He lies before us, the heart monitor beeping, the ventilator inflating his lungs up and down. His eyes flutter behind the closed eyelids. Suddenly, he jerks, his eye open and roll back, and his body shakes. His heart accelerates like a racecar to 170 bpm. The virtual lungs on the monitor move like butterfly wings. As we watch, he becomes still again. The episode has lasted less than a minute.
Standing against a corner table, I looked around, overwhelmed by the beeping bed alarms and the traffic of nurses moving back and forth. In a room across the hall, a large sedated man was being tucked into the bed while a nurse hooked him up to IV lines and ventilator. My senior resident told us this new patient had a cardiac arrest while being transported and they had to do CPR. She had just examined him and the prognosis was bad.
Just hours earlier, this man had gone to sleep after having beef ribs for dinner. He woke up in the middle of the night short of breath. He called his wife to get him his medications. She could not find them. He told her to call 911. When the EMTs arrived, he was fighting to breathe. They wheeled him onto the ambulance. Then his heart stopped. The EMTs started CPR and it took 10 minutes before they could get a pulse again.
The door slides open and an old woman comes in. She wears a fitted denim jacket, jeans, and a cap. I ask her how she is and she responds, “I’m good! God is good. God is good. He will carry my boy.” Her boy is the 50-year-old man who lies sedated before us.
+-------+
Tell whether each statement agrees with the passage about the sedated patient, answering yes or no and quoting the words from the passage that decide it. 1. During the episode, the man's heart rate climbed to 170 bpm. 2. The EMTs restored a pulse within five minutes of starting CPR. 3. The man's wife found his medications when he asked for them. Work from the passage alone.
+-------+
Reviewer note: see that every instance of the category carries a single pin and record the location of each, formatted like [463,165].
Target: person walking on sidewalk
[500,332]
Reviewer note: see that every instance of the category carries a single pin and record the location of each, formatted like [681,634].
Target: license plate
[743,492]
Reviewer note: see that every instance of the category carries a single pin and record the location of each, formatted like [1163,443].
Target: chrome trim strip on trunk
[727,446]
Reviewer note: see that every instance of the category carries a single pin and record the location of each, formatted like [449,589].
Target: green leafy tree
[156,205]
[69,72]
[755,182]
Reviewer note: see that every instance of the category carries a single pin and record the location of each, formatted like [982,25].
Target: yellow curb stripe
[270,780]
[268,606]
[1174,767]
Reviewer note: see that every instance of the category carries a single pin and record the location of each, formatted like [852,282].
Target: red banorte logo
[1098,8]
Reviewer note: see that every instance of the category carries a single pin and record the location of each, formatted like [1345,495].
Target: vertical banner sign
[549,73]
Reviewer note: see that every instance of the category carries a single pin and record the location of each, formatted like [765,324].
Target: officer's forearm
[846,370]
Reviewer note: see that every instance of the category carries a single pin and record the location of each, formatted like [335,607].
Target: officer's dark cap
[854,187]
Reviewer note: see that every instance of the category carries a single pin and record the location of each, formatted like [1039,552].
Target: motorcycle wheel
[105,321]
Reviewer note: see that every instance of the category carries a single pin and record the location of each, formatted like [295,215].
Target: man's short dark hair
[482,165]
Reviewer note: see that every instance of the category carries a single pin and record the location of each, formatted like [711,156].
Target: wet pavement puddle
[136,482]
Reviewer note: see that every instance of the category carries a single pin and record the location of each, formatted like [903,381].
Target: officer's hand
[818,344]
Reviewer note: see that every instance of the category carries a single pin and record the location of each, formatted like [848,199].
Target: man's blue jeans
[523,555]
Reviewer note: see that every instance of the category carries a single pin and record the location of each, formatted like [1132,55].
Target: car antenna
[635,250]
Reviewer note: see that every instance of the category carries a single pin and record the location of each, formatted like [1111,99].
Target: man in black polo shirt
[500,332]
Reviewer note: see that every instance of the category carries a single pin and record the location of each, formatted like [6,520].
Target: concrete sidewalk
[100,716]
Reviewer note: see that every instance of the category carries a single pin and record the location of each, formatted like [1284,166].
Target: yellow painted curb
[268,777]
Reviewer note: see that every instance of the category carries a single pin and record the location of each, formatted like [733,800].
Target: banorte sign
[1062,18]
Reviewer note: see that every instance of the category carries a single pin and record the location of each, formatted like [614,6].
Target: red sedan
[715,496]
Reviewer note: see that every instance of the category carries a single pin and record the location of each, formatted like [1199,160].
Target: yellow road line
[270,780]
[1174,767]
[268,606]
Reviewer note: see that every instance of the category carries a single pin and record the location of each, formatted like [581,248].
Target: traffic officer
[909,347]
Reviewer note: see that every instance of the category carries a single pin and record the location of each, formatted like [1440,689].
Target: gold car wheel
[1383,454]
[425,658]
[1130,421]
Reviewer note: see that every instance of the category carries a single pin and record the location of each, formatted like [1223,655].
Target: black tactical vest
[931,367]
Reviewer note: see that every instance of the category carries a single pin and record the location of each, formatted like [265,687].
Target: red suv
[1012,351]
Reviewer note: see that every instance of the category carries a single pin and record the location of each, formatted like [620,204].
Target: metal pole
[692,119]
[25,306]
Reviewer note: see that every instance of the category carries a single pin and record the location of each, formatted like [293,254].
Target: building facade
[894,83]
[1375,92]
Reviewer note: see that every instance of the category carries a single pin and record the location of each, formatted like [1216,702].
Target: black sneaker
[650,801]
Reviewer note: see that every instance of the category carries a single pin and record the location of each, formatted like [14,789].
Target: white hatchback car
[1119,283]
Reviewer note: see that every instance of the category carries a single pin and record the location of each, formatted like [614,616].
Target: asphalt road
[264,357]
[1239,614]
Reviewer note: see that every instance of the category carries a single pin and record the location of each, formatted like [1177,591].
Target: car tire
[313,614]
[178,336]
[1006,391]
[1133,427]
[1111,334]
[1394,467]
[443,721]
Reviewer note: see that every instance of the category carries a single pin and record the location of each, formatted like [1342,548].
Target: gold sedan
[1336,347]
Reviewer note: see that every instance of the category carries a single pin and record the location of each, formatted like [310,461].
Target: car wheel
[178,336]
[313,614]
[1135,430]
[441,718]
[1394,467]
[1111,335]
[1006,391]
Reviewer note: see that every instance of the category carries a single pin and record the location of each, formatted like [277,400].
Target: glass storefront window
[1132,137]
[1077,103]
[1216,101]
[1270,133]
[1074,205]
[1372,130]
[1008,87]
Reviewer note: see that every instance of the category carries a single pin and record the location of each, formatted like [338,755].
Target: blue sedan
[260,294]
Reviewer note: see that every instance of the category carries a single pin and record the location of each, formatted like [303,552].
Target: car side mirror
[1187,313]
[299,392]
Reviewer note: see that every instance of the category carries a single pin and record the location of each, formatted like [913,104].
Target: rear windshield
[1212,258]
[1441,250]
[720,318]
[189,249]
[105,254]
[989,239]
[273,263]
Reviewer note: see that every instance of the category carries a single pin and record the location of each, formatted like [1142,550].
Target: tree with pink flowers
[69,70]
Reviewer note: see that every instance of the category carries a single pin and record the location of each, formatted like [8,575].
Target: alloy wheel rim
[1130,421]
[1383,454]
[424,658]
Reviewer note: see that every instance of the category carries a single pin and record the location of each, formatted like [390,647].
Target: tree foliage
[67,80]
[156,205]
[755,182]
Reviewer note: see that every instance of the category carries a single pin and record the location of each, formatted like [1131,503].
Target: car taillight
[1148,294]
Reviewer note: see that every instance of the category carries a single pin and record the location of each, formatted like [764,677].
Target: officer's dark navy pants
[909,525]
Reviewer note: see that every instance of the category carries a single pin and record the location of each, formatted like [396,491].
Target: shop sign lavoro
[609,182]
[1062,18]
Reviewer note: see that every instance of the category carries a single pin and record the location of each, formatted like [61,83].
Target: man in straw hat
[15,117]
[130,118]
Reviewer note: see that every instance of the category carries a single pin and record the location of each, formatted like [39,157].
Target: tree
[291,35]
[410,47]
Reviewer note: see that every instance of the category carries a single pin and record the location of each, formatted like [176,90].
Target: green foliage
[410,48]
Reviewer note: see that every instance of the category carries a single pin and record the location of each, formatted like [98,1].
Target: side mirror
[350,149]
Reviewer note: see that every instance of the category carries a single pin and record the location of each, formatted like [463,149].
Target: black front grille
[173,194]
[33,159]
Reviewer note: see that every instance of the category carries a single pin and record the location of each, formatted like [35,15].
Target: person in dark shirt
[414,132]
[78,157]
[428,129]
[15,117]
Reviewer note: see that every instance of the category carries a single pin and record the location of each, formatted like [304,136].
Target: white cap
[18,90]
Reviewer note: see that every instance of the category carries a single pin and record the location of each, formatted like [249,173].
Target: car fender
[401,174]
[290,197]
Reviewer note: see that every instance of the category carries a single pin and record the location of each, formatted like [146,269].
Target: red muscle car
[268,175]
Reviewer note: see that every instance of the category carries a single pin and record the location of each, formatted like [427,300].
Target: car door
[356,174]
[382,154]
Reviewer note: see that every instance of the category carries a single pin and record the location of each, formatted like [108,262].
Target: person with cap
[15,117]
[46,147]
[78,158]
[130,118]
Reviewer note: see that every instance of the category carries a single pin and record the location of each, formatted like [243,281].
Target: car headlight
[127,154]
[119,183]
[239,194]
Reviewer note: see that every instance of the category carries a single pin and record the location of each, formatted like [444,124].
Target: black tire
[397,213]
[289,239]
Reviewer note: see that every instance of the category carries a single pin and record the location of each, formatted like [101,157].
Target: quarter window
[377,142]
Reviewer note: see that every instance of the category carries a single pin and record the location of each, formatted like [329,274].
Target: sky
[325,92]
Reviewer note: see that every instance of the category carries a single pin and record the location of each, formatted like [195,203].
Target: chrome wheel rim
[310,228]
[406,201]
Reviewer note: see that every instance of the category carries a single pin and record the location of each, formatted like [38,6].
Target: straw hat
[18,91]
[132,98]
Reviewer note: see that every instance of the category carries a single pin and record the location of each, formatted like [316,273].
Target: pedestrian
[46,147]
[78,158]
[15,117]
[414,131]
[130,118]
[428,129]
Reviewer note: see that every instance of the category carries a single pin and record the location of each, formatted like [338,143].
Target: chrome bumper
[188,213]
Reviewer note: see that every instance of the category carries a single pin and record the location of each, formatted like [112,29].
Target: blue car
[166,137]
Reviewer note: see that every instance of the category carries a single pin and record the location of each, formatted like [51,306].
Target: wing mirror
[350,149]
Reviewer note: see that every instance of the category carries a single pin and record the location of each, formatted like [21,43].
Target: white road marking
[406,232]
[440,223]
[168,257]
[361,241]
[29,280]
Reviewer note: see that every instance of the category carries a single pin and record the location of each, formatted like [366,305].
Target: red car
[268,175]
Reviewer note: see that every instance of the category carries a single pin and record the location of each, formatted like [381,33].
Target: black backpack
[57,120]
+-------+
■ **Response to the exercise**
1. Yes: "His heart accelerates like a racecar to 170 bpm."
2. No: "it took 10 minutes before they could get a pulse again."
3. No: "She could not find them."